As the aquatics industry becomes more aware of the harmful effects of disinfection byproducts (DBPs), concern for the safety of swimmers and pool staff is increasing.
What are disinfection byproducts?
The chemical reaction between chlorine and organic and/or nitrogenous matter that is naturally present in the pool or introduced by bathers produces disinfection byproducts. Also known as combined chlorine, DBPs can be broken into numerous categories, and the main DBPs include chloramines, trihalomethanes (THM), and haloacetic acids (HAA).
Chloramines, specifically trichloramines, are known to cause respiratory and eye irritation. Many studies have also concluded that chloramines can lead to allergies and asthma in young people. THMs and HAAs are proven carcinogens and studies indicate a link to bladder cancer.
In the United States the Model Aquatic Health Code recommends keeping the combined chlorine below 0.4 ppm for pools and spas, but it is up to each state’s health department to determine the maximum acceptable combined chlorine level that they want to enforce. Furthermore, many states including New York and Texas do not enforce a maximum combined chlorine level.
Study investigates DBPs in pool environment and staff
Last October, the Institut de recherche Robert-Sauvé en Santé et en Sécurité du Travail (IRSST) released a study detailing pool workers’ exposure to DBPs at indoor pools in Québec. The goal of the study was twofold; to measure and model the levels of DBP contamination in both the pool environment (in the water and the air) and the workers’ exposure level (within the workers’ urine and exhaled air).

▶ _SUPPLIED ENTRIES_:
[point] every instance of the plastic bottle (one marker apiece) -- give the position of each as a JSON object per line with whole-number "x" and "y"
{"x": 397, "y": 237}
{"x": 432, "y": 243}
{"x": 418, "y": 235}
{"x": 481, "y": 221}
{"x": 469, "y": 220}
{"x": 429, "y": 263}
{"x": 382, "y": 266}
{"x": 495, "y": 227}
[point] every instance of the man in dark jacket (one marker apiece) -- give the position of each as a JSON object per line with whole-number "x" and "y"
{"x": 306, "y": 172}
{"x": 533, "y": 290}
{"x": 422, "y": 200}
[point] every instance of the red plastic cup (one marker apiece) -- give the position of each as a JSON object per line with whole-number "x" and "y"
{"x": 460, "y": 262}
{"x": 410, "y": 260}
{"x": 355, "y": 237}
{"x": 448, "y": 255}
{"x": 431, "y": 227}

▶ _EXERCISE_: What comes next in the article on disinfection byproducts in pools? Write the passage that follows its final sentence.

▶ _RESULT BELOW_:
The main results of the study found of the 41 indoor pools investigated, the DBP concentrations were particularly high, and varied based on the bather load and size of the pool. The staff from eight of these pools (consisting of 35 subjects) had high baseline DBP concentrations present in their bodies before coming to work and even higher concentrations of DBPs after a normal shift.
Due to the known risks associated with DBP exposure, the study recommended preventative measures to minimize DBP exposure in aquatics staff. Reducing the formation of DBPs or facilitating their elimination are both viable ways to accomplish this
Why Clear Comfort?
Until recently, facilities could decrease bather load, shock the pool, or dilute the pool with fresh water to reduce DBP levels. A better HVAC system could reduce airborne DBPs. However, these solutions are expensive and don’t solve the true cause of disinfection byproduct formation.
Now advanced oxidation, specifically Clear Comfort, is combating the true culprit, DBP formation. Independent research has proven that Clear Comfort minimizes the formation of DBPs in a case study at a YMCA. In the study, Clear Comfort reduced the HAAs by 91.5 percent, the THMs by 84.8 percent, and the chloroform (a known carcinogen) by 68.9 percent.
The advanced oxidation process prevents DBPs from forming because the highly oxidative, short lived hydroxyl radicals quickly oxidize contaminants in the water. This minimizes the necessary level of chlorine that is required to combat the organic loading which in turn decreases the amount of DBPs that are produced. By minimizing DPBs, Clear Comfort keeps pool staff and patrons healthy. Clear Comfort also helps to minimize the nasty chlorine smell in the pool area that is associated with DPBs.